— Begin Reading passage —

DANCE WITH ME
When we're young and we dream of love and fulfillment, we think perhaps of moon-drenched Parisian nights or walks along the beach at sunset. No one tells us that the greatest moments of a lifetime are fleeting, unplanned and nearly always catch us off guard. Not long ago, as I was reading a bedtime story to my seven-year-old daughter, Annie, I became aware of her focused gaze. She was staring at me with a faraway, trancelike expression. Apparently, completing the The Tale of Samuel Whiskers was not important as we first thought. I asked what she was thinking about.
"Mommy," she whispered, "I just can't stop looking at your pretty face." I almost dissolved on the spot. Little did she know how many trying moments the glow of her sincerely loving statements would carry me through over the following years. Not long after, I tool my four-year-old son to an elegant department store, where the melodic notes of a classic love song drew us toward a tuxedoes musician playing a grand piano. Sam and I sat down on a marble bench nearby and he seemed as transfixed by the lilting theme as I was. I didn't realized that Sam had stood up next to me until he turned, took my face in his little hands and said, "Dance with me."

— End Reading passage —

• _Exercises_:
**A)** Answer these questions about the Dance with Me passage:
(i) What book was being read to Annie at bedtime?
(ii) How old was the son taken to the department store?
(iii) What did the mother and Sam sit on near the piano?
**B)** Extend the Dance with Me passage, picking up right after Sam says "Dance with me."
The lines after the Dance with Me passage have no connection to it.

— Begin Provided material —

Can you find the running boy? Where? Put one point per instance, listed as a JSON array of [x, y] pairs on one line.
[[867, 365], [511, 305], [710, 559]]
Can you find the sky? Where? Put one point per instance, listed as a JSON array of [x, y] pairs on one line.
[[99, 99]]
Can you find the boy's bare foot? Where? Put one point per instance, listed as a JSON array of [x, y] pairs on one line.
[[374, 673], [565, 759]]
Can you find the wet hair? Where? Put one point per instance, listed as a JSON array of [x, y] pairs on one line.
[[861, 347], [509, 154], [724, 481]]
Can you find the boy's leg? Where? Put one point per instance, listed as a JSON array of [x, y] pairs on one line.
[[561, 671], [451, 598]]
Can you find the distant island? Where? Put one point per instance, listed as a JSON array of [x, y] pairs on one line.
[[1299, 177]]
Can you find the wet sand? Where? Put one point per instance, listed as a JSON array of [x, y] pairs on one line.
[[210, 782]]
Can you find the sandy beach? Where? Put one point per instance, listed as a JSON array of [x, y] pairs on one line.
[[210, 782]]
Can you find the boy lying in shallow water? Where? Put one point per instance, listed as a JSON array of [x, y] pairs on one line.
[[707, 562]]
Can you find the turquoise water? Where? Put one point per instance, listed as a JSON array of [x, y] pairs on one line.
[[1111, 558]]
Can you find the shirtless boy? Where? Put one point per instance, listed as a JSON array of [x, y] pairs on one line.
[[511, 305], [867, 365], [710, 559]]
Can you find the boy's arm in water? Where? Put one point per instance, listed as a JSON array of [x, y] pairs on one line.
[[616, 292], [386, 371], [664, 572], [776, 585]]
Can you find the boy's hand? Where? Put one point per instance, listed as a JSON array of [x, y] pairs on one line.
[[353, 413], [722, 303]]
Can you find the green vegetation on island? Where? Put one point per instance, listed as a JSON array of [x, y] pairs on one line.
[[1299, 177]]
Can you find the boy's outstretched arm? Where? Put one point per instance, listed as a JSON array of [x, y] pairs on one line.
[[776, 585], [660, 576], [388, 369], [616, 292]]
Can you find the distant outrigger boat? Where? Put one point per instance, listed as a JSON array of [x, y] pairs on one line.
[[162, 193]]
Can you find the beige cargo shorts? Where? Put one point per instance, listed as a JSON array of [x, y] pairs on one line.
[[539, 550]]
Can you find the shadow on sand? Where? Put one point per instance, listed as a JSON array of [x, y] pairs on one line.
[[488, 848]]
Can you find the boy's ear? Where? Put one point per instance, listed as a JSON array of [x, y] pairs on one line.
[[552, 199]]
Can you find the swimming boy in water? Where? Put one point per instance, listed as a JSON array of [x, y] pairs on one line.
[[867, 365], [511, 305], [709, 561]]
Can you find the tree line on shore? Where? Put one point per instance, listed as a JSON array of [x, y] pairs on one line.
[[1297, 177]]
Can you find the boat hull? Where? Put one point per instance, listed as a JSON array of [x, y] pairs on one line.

— End Provided material —

• _Solved problems_:
**A)**
(i) The Tale of Samuel Whiskers
(ii) Four years old
(iii) A marble bench

**B)**
If only those women strolling under the Paris moon knew the joy of such an invitation made by a round-cheeked boy with baby teeth. Although shoppers openly chuckled, grinned and pointed at us as we glided and whirled around the open atrium, I would not have traded a dance with such a charming young gentleman if I'd been offered the universe.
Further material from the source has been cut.